- **Exercise objective**
Quote every one of the lines below verbatim, in their original order.

Records from a point annotation dataset
+-------+

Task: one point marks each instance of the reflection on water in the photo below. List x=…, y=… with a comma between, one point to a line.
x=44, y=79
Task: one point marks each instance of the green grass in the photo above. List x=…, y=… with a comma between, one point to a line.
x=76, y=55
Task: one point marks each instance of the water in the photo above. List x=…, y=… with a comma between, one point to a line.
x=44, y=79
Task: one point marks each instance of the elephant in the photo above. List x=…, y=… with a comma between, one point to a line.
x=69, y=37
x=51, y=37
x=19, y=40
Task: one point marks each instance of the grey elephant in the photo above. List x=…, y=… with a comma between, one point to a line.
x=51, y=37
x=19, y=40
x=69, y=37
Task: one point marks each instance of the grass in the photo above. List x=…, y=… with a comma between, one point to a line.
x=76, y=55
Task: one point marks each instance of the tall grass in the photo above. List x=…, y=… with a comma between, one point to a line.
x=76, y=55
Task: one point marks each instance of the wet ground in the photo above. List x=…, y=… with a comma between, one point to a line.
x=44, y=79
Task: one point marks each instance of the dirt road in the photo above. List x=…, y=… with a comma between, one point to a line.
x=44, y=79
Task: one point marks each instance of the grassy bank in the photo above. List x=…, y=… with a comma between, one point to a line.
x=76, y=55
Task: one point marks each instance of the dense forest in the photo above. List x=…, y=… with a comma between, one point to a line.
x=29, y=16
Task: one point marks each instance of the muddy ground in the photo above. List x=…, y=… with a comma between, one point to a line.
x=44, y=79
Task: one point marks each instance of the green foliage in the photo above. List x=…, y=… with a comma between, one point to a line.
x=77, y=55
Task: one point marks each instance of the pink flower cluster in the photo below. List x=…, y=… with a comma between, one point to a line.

+-------+

- **Output**
Task: one point marks each instance of the reflection on water in the photo below. List x=…, y=… with a comma between, one point to a line.
x=44, y=79
Task: one point marks each instance of the green grass in the photo above. List x=…, y=… with a comma between, one point to a line.
x=76, y=55
Task: one point marks each instance of the water in the photo above. List x=…, y=… with a comma between, one point to a line.
x=44, y=79
Task: one point marks each instance of the elephant in the photo above. List x=…, y=… with a comma between, one point to a line.
x=69, y=37
x=51, y=37
x=19, y=40
Task: one point marks each instance of the grey elephant in the photo above. List x=…, y=… with a comma between, one point to a line.
x=51, y=37
x=19, y=40
x=69, y=37
Task: one point marks each instance of the grass in the photo above. List x=…, y=… with a comma between, one point to a line.
x=76, y=55
Task: one point marks each instance of the tall grass in the photo above. List x=…, y=… with a comma between, one point to a line.
x=76, y=55
Task: one point marks each instance of the wet ground in the photo above. List x=…, y=… with a comma between, one point to a line.
x=44, y=79
Task: one point marks each instance of the dirt road in the photo above. List x=…, y=… with a comma between, one point to a line.
x=44, y=79
Task: one point marks each instance of the grassy bank in the photo above. List x=…, y=… with a comma between, one point to a line.
x=76, y=55
Task: one point marks each instance of the dense forest in the photo above. List x=…, y=… with a comma between, one point to a line.
x=29, y=16
Task: one point marks each instance of the muddy ground in the photo above. List x=…, y=… with a comma between, one point to a line.
x=44, y=79
Task: one point marks each instance of the green foliage in the photo above. List x=…, y=… with a comma between, one point to a line.
x=77, y=55
Task: one point marks each instance of the pink flower cluster in the photo below. List x=…, y=… with a comma between, one point to a line.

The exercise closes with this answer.